PASSAGE TO READ:
Instagram Magic

A picture is worth a thousand words.”

Who said that I wonder? A quick and dirty Google search tells me that it is attributed to Frederick R. Barnard who published a piece in 1921, commending the effectiveness of graphics in advertising. Imagine what he would have to say in this connected multimedia world.

This is a picture of me and a friend at the age of about three.

Carlina and Susan 1963

Carlina and Susan 1963

I am the one crying. The other cherub is clearly enjoying the moment. I remember this incident and why I was crying. I didn’t want my photo taken. I didn’t know what having my “photo taken” meant. I didn’t like being forced to have this done. The photographer was the father of the happy girl, our neighbour, a school principal, and a huge bear of a man, of whom I was frightened. So it was a traumatic experience for me as a small child and I remember it well.

I have never liked having my photo taken since. I am not photogenic, nor fit the popular notion of what is attractive. So I don’t take many #selfies. And I don’t often post them to social media. I prefer to be at the other end of the camera lens.

On Instagram I am @queuingforbliss. This nom de plume originated in my pursuit to find beauty in my life. This began with a blog I created titled French Accent where I was trying to define what that pursuit for beauty really meant for me. It led to a trip to Europe in 2008 with my husband. We would queue gladly and expectantly to see master works of art and architecture: Michelangelo’s Statue of David in Florence Italy; Leonardo Da Vinci’s Mona Lisa at Le Louvre in Paris; the Sistine Chapel at the Vatican in Rome; Le Tour Eiffel; and much much more. And I remember sitting in the town square in Beaune France cocooned in a cloud of bliss, feeling like I was in love, realising I had indeed found my bliss. Back in Australia the challenge for me has always been to find that je ne sais quoi here at home. My quest is a daily one that persists. Instagram helps.

WORK INSTRUCTIONS: Return the Instagram essay word for word, from its title through its final sentence. The entries that come next are separate material from the Instagram essay.

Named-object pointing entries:

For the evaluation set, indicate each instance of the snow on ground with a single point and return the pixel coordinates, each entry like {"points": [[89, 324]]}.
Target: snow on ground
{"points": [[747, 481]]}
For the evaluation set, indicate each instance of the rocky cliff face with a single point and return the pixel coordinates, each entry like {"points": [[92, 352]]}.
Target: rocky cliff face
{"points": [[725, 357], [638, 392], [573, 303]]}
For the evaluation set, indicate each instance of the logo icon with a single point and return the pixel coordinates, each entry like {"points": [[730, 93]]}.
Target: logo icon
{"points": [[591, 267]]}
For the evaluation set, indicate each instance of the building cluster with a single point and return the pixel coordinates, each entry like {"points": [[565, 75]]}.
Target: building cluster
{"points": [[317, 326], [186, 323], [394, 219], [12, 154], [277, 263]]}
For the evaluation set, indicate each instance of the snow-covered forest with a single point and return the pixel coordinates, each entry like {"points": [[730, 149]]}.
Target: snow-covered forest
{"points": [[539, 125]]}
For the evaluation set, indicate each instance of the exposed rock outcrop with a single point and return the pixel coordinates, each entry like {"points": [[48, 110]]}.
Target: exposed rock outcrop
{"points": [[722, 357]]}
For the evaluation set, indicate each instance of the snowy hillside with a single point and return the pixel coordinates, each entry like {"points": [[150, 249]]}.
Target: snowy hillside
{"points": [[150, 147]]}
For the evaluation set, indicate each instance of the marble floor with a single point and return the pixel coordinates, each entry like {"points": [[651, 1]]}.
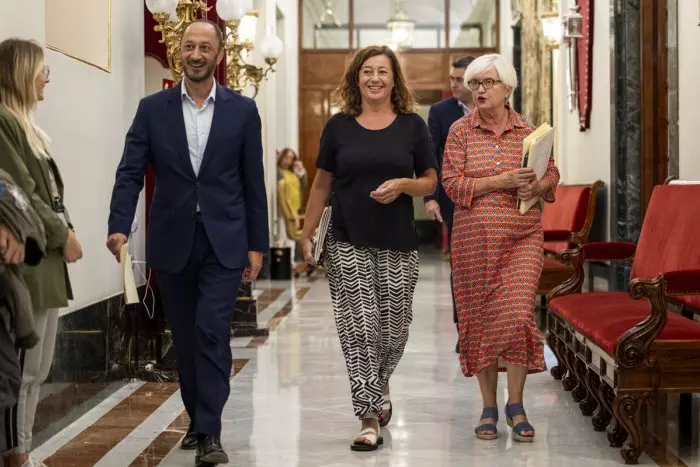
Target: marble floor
{"points": [[290, 407]]}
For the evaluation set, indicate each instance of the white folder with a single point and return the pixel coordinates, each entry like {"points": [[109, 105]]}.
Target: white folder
{"points": [[131, 295]]}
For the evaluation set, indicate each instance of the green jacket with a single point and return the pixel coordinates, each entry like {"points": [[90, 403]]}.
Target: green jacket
{"points": [[48, 283]]}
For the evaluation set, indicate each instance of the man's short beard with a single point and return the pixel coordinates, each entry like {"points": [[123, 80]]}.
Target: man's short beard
{"points": [[205, 77]]}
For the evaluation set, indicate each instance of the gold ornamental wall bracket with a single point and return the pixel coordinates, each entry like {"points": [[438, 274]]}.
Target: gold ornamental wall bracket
{"points": [[173, 16]]}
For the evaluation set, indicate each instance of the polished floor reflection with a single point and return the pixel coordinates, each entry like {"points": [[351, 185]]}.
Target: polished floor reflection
{"points": [[290, 407]]}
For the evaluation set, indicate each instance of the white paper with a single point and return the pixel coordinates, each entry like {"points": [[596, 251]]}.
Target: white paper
{"points": [[131, 295]]}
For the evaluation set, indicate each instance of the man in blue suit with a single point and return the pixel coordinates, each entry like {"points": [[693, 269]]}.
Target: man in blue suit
{"points": [[208, 222], [440, 118]]}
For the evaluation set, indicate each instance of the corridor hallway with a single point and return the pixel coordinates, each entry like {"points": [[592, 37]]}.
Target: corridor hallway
{"points": [[290, 405]]}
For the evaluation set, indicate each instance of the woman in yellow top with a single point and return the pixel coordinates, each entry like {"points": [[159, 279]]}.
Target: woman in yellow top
{"points": [[289, 194]]}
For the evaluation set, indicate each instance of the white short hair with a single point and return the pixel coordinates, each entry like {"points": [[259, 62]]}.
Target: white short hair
{"points": [[484, 63]]}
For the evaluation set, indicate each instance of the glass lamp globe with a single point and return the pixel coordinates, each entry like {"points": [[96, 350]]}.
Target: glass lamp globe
{"points": [[271, 47], [162, 6], [233, 10]]}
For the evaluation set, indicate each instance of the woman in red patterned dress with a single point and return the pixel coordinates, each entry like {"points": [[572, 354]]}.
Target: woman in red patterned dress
{"points": [[497, 253]]}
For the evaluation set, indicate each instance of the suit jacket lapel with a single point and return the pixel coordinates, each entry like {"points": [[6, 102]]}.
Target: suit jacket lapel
{"points": [[218, 124], [176, 121]]}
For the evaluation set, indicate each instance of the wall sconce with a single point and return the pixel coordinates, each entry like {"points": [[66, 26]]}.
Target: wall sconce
{"points": [[572, 25], [551, 28], [400, 27], [241, 21]]}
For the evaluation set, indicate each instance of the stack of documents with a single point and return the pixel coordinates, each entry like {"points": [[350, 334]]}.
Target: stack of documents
{"points": [[537, 149], [131, 295]]}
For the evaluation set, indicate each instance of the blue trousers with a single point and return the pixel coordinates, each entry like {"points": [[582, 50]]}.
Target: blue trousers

THE RESPONSE:
Instagram Magic

A picture is worth a thousand words.”

Who said that I wonder? A quick and dirty Google search tells me that it is attributed to Frederick R. Barnard who published a piece in 1921, commending the effectiveness of graphics in advertising. Imagine what he would have to say in this connected multimedia world.

This is a picture of me and a friend at the age of about three.

Carlina and Susan 1963

Carlina and Susan 1963

I am the one crying. The other cherub is clearly enjoying the moment. I remember this incident and why I was crying. I didn’t want my photo taken. I didn’t know what having my “photo taken” meant. I didn’t like being forced to have this done. The photographer was the father of the happy girl, our neighbour, a school principal, and a huge bear of a man, of whom I was frightened. So it was a traumatic experience for me as a small child and I remember it well.

I have never liked having my photo taken since. I am not photogenic, nor fit the popular notion of what is attractive. So I don’t take many #selfies. And I don’t often post them to social media. I prefer to be at the other end of the camera lens.

On Instagram I am @queuingforbliss. This nom de plume originated in my pursuit to find beauty in my life. This began with a blog I created titled French Accent where I was trying to define what that pursuit for beauty really meant for me. It led to a trip to Europe in 2008 with my husband. We would queue gladly and expectantly to see master works of art and architecture: Michelangelo’s Statue of David in Florence Italy; Leonardo Da Vinci’s Mona Lisa at Le Louvre in Paris; the Sistine Chapel at the Vatican in Rome; Le Tour Eiffel; and much much more. And I remember sitting in the town square in Beaune France cocooned in a cloud of bliss, feeling like I was in love, realising I had indeed found my bliss. Back in Australia the challenge for me has always been to find that je ne sais quoi here at home. My quest is a daily one that persists. Instagram helps.